A frequent itemset refers to a collection of items where the combination of items also has support above the threshold defined by the MINIMUM_SUPPORT parameter. For example, if the itemset is {A,B,C} and the MINIMUM_SUPPORT value is 10, each individual item A, B, and C must be found in at least 10 cases to be included in the model, and the combination of items {A,B,C} must also be found in at least 10 cases.

Note   You can also control the number of itemsets in a mining model by specifying the maximum length of an itemset, where length means the number of items.

By default, the support for any particular item or itemset represents a count of the cases that contain that item or items. However, you can also express MINIMUM_SUPPORT as a percentage of the total cases in the data set, by typing the number as a decimal value less than 1. For example, if you specify a MINIMUM_SUPPORT value of 0.03, it means that at least 3% of the total cases in the data set must contain this item or itemset for inclusion in the model. You should experiment with your model to determine whether using a count or percentage makes more sense.

In contrast, the threshold for rules is expressed not as a count or percentage, but as a probability, sometimes referred to as confidence. For example, if the itemset {A,B,C} occurs in 50 cases, but the itemset {A,B,D} also occurs in 50 cases, and the itemset {A,B} in another 50 cases, it is obvious that {A,B} is not a strong predictor of {C}. Therefore, to weight a particular outcomes against all known outcomes, Analysis Services calculates the probability of the individual rule (such as If {A,B} Then {C}) by dividing the support for the itemset {A,B,C} by the support for all related itemsets.

You can restrict the number of rules that a model produces by setting a value for MINIMUM_PROBABILITY.

● ● ● ● ● ● ●

Set task 1: Collect every line of the records that contains the string "sock", matching case exactly, and copy each such line in full.

Supplied entries:

● ● ● ● ● ● ●

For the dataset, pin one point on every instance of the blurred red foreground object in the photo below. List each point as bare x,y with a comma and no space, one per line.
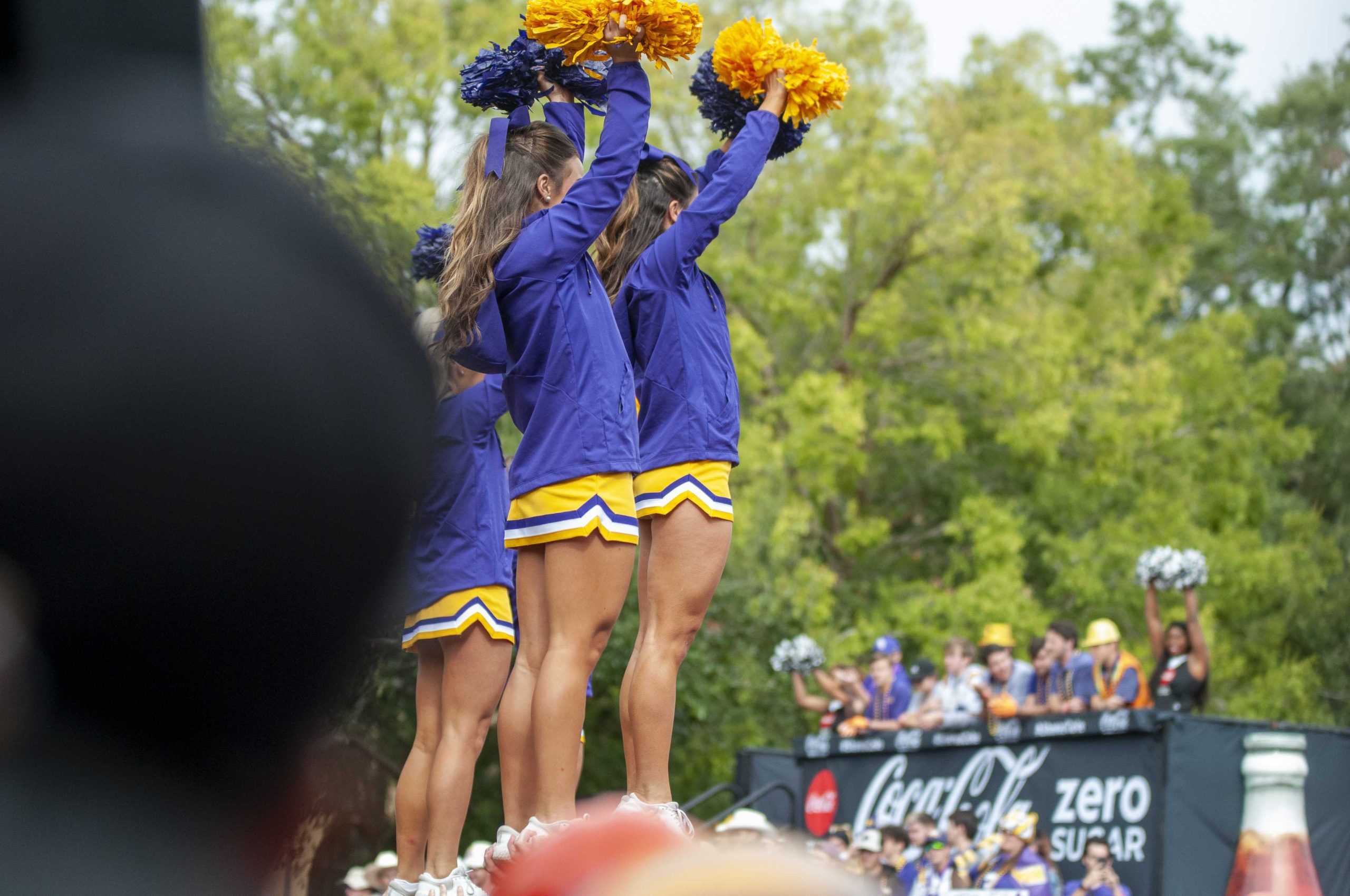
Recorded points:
586,853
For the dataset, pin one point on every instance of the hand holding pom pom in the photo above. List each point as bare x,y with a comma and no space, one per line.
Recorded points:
797,655
618,30
726,110
1168,569
748,52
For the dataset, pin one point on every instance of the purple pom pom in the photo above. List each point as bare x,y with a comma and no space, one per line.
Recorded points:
587,90
430,253
500,79
726,110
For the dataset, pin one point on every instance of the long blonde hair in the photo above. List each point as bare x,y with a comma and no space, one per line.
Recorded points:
488,222
640,219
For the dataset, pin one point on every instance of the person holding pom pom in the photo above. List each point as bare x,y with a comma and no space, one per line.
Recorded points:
1182,676
520,242
673,320
459,625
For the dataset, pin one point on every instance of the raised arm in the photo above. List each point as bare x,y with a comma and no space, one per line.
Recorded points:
563,112
1155,620
805,699
697,226
705,172
578,220
1199,661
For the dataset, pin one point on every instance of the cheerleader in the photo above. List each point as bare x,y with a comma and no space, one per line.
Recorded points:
674,324
461,627
519,253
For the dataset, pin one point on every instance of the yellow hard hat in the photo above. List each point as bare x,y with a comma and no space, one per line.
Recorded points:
998,635
1102,632
1020,824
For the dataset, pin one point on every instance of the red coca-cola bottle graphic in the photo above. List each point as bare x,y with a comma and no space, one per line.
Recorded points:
1274,853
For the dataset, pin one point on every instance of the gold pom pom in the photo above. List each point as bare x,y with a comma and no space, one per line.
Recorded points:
747,52
671,29
577,26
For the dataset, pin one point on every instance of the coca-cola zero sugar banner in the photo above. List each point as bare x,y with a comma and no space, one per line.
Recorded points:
1100,787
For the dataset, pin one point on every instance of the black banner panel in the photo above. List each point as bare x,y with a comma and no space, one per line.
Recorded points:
1106,787
1165,791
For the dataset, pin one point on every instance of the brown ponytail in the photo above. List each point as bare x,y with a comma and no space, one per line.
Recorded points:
488,222
640,219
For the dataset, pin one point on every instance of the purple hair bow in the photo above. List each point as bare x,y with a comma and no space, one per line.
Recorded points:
497,131
652,154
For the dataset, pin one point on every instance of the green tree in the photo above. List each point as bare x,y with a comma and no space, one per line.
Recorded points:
994,338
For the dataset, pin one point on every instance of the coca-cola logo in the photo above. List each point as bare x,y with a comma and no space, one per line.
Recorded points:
823,802
1115,723
817,745
891,794
1008,732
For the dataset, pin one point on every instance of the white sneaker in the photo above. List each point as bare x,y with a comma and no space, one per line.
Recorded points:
502,849
538,830
454,884
670,814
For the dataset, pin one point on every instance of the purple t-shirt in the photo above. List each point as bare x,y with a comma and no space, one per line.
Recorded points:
1076,680
1072,887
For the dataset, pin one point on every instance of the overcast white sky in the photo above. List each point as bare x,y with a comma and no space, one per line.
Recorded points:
1280,37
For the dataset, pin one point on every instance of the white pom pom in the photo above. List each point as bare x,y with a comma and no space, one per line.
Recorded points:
1168,569
1158,567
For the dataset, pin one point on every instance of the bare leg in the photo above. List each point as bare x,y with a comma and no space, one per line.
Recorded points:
476,670
515,737
586,585
411,794
625,714
688,555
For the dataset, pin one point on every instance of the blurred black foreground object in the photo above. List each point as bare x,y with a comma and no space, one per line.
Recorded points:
213,427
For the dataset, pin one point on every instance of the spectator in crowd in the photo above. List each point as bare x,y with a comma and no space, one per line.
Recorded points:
1009,679
890,647
867,863
1045,849
922,680
355,883
840,679
894,842
882,710
1038,701
967,853
837,841
746,827
1017,864
1117,675
1071,675
1182,675
1101,879
382,871
955,702
921,827
937,875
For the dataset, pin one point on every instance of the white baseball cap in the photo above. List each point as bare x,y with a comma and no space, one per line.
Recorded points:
476,853
746,820
355,879
869,841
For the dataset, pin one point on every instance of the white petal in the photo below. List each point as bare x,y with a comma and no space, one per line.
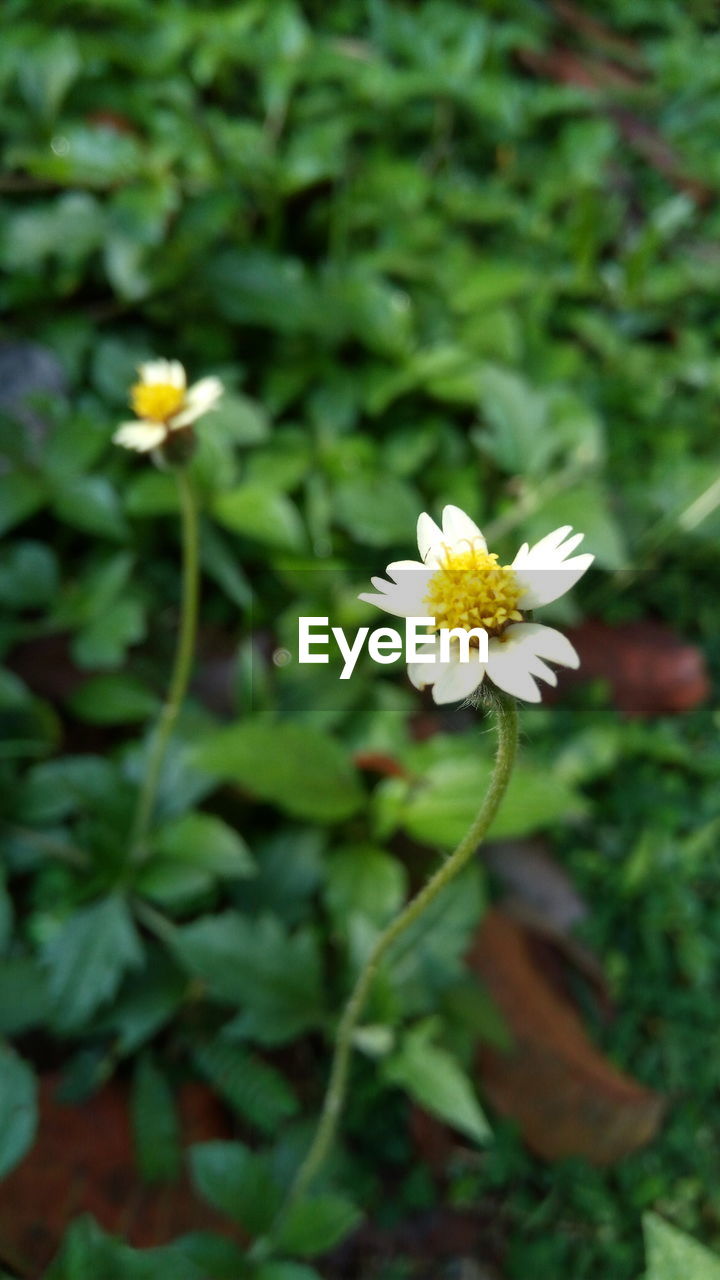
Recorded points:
141,435
165,371
459,529
200,398
429,538
545,572
402,599
405,597
515,658
406,566
543,549
423,673
458,680
548,643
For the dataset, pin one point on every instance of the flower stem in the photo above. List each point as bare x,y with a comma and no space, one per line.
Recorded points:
182,664
506,716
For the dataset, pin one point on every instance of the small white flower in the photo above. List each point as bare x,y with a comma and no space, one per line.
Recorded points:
164,403
461,585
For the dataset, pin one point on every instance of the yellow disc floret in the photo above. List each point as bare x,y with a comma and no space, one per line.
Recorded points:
473,590
156,402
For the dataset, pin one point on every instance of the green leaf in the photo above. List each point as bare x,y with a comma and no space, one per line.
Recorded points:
297,768
674,1256
314,1224
205,841
113,699
48,69
286,1271
87,958
256,1091
377,510
155,1123
260,513
365,881
21,496
87,1253
255,963
441,805
90,503
24,1001
151,493
518,435
588,511
28,575
104,640
241,420
237,1182
434,1079
190,854
18,1109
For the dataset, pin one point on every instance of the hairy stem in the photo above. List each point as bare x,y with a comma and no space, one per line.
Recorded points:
182,666
506,716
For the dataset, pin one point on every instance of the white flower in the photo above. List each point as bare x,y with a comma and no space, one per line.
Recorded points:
164,403
461,585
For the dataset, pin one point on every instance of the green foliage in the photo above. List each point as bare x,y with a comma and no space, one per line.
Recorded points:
314,1224
295,767
87,956
674,1256
434,1079
155,1123
18,1109
255,1089
425,274
237,1182
256,964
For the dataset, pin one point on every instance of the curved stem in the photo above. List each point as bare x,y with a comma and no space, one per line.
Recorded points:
182,664
506,713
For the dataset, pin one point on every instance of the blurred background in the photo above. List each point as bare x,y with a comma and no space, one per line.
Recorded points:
437,252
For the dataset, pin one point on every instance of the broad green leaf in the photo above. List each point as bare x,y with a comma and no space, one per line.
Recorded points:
314,1224
261,513
48,71
365,881
28,575
204,841
21,496
295,767
87,1253
440,805
24,1001
237,1182
113,699
155,1123
151,493
104,640
286,1271
254,1088
87,958
18,1109
92,504
377,510
674,1256
434,1079
255,963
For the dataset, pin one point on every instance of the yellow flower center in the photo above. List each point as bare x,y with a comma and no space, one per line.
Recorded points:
473,590
156,401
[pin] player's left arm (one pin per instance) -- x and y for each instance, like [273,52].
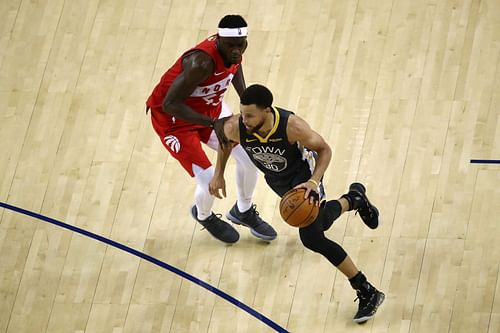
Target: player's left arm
[217,185]
[239,81]
[298,130]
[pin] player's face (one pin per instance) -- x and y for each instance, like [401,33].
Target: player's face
[232,48]
[253,117]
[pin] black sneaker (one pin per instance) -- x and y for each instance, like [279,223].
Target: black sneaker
[251,219]
[368,305]
[218,228]
[359,202]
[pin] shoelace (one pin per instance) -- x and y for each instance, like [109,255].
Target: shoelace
[216,215]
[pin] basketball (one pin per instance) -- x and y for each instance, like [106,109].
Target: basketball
[297,211]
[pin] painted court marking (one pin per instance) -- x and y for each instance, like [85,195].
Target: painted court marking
[152,260]
[485,161]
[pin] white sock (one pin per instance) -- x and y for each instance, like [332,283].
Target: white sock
[202,198]
[246,178]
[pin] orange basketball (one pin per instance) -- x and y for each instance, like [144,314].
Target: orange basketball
[297,211]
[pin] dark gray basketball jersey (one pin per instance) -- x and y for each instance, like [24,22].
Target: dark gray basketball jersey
[274,155]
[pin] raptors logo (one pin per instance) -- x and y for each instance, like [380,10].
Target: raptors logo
[173,143]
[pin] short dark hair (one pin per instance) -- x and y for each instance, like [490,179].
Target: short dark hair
[257,94]
[232,21]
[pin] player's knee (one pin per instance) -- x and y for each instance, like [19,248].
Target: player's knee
[311,240]
[203,176]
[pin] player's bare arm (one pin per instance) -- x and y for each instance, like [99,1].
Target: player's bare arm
[239,81]
[197,67]
[217,186]
[298,130]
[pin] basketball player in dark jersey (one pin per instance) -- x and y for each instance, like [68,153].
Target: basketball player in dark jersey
[291,154]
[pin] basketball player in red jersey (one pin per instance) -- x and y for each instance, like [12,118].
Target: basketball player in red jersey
[185,106]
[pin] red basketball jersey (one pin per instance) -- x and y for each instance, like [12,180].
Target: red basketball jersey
[205,99]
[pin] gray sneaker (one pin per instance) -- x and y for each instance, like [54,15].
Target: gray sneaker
[251,219]
[218,228]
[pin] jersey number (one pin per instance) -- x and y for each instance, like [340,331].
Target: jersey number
[213,99]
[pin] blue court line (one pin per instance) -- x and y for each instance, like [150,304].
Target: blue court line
[485,161]
[152,260]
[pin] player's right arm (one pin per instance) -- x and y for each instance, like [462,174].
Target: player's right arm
[196,68]
[217,186]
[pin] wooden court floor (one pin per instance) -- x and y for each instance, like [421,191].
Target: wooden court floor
[406,92]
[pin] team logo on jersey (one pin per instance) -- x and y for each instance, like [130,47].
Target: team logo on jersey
[269,157]
[173,143]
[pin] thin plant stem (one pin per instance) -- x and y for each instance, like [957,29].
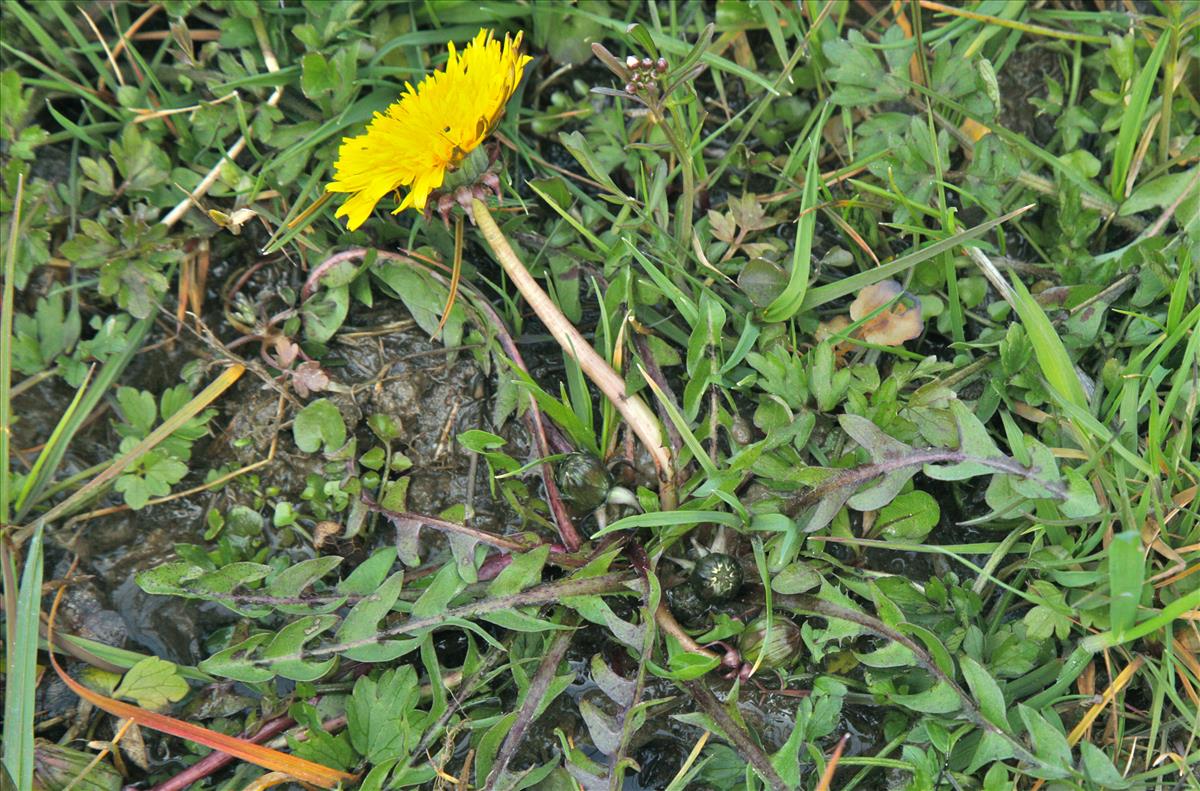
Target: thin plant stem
[611,384]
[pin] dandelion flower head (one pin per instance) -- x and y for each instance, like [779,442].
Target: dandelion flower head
[430,130]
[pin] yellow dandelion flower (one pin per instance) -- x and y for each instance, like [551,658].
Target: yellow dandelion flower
[430,130]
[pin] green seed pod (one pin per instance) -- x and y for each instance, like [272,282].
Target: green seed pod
[685,604]
[785,643]
[583,481]
[717,577]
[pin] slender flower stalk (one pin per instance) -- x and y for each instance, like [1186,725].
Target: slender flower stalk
[611,384]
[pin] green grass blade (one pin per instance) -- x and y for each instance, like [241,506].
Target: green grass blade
[6,310]
[52,444]
[167,427]
[1134,118]
[789,303]
[21,670]
[855,283]
[1165,616]
[1126,577]
[1048,347]
[108,373]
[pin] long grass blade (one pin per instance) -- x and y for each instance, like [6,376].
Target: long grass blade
[21,670]
[172,424]
[1134,118]
[1127,570]
[6,311]
[786,305]
[108,373]
[855,283]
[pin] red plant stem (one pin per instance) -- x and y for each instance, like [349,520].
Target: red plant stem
[215,760]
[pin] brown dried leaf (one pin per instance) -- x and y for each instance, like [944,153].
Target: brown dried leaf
[892,325]
[309,377]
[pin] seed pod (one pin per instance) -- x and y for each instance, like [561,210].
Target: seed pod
[785,643]
[685,604]
[583,481]
[717,577]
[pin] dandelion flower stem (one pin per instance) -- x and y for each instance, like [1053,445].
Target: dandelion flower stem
[611,384]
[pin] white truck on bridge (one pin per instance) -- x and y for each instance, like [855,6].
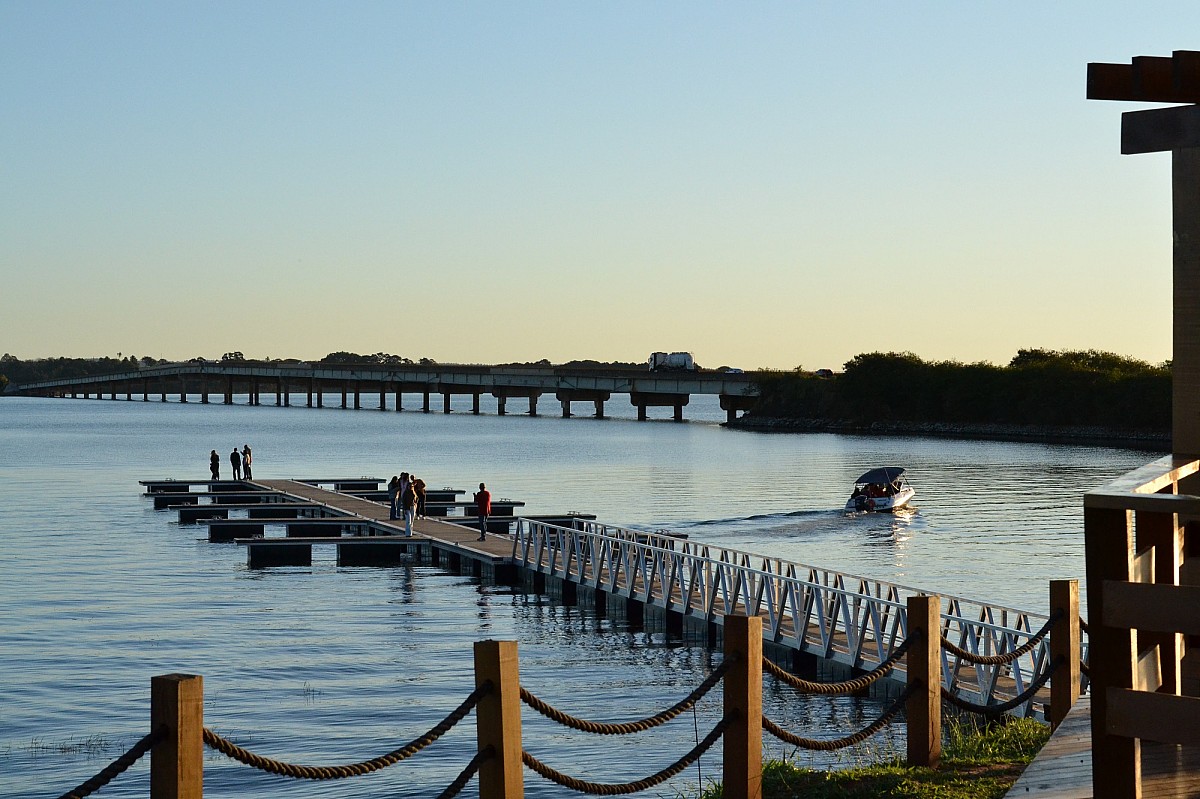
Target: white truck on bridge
[672,362]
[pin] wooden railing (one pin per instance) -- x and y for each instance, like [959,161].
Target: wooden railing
[1143,601]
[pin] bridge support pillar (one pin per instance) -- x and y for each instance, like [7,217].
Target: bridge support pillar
[731,404]
[505,391]
[643,400]
[567,396]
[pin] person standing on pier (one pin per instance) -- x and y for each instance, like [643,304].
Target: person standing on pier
[483,509]
[394,497]
[408,499]
[419,487]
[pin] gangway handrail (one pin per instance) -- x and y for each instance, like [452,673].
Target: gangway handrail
[853,619]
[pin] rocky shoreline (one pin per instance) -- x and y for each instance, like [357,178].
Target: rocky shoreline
[1133,439]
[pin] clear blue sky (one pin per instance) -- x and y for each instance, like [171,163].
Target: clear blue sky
[762,184]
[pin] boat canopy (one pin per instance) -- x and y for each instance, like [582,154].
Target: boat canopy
[881,475]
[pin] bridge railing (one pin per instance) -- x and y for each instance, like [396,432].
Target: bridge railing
[1144,604]
[853,620]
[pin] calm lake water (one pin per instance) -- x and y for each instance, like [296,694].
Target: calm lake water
[327,665]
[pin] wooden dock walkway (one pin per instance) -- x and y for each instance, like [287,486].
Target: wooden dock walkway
[1063,767]
[442,529]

● ● ● ● ● ● ●

Set task 2: In the passage on frequent itemsets and rules, how can MINIMUM_SUPPORT be set as a percentage of the total cases in the data set?

Response 1:
[pin] white sock (one pin per instance) -- x and y for each instance, like [332,283].
Target: white sock

Response 2: It is expressed by typing the number as a decimal value less than 1.